Document passage |
## Start
Hello everyone!
I have difficulty plotting the function c which depends on the derivatives of two functions which in turn depend on the parameter t.
Could anyone help me? This in the smath file.. curvatura.sm (11 KiB) downloaded 35 time(s).
Thank you so much

Wrote

Hello everyone!
I have difficulty plotting the function c which depends on the derivatives of two functions which in turn depend on the parameter t...

Maybe this is what you want...



... and the .sm file: curvatura1.sm (9 KiB) downloaded 43 time(s).

Wrote

Could anyone help me ?

To plot both systems ... Jean

curvatura.sm (11 KiB) downloaded 55 time(s).
Maths Tangent.sm (91 KiB) downloaded 57 time(s).

thank you very much for your help, I hope I have no more problems

Wrote

thank you very much for your help, I hope I have no more problems

You´re welcome.
It's okay to ask, because you express the need to know. It is better to ask than keep silence

Thank you very much for the availability.
But I need more help.
How can I draw the tangent line to the equation in parametric form?
this is the file … curvatura2.sm (12 KiB) downloaded 43 time(s).

Hi Ale. Here, some ways.

curvatura3.sm (25 KiB) downloaded 47 time(s).
curvatura4.sm (20 KiB) downloaded 46 time(s).

Best regards.
Alvaro

Wrote

Thank you very much for the availability.
But I need more help.
How can I draw the tangent line to the equation in parametric form?

For the Tangent over C(t), it will follow the scalar rules
of the document Tangent.sm posted before.
The Tangent over the parabola is another business.
Smath does not derive linterp(x) as it is NOT a function
only an interpolation. This project and lot more are
rescued via Infinitesimal Analysis [dates back before CAS].
For that particular typical user point of tangency, OK.
You may want to experiment more .
Don't mind to see noisy curvature [disabled in collapsed].
Chers ... Jean.



curvatura2 Copy.sm (30 KiB) downloaded 37 time(s).

Thanks for the answers.
But if I wanted to find the tangent to the curve when the parameter t changes, how should I do?

Wrote

Thanks for the answers.
But if I wanted to find the tangent to the curve when the parameter t changes, how should I do?

Do you mean the envelope, all the tangents for the range en T?

curvatura5 - envelope.sm (23 KiB) downloaded 48 time(s).



Best regars.
Alvaro.

Wrote

Hi Ale. Here, some ways.

Thanks Alvaro ... superb/saved ... Jean

Ellipse otherwise from complex.

Circle Complex [Ellipse ROT].sm (13 KiB) downloaded 48 time(s).

Your project has been refactored strictly on discrete.
## End
Aim |
Answer these questions using the forum thread above.
1. Which function does the opening post say is difficult to plot?
2. According to the thread, why does Smath not derive linterp(x)?
3. Which file is attached to the reply that asks about the envelope?

Dataset section |
## Start
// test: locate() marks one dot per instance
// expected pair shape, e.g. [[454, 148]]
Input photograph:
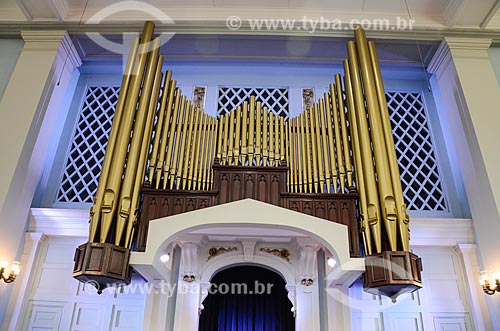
## End
Task answer |
1. The function c, which depends on the derivatives of two functions that in turn depend on the parameter t.
2. Because it is not a function, only an interpolation.
3. curvatura5 - envelope.sm (23 KiB).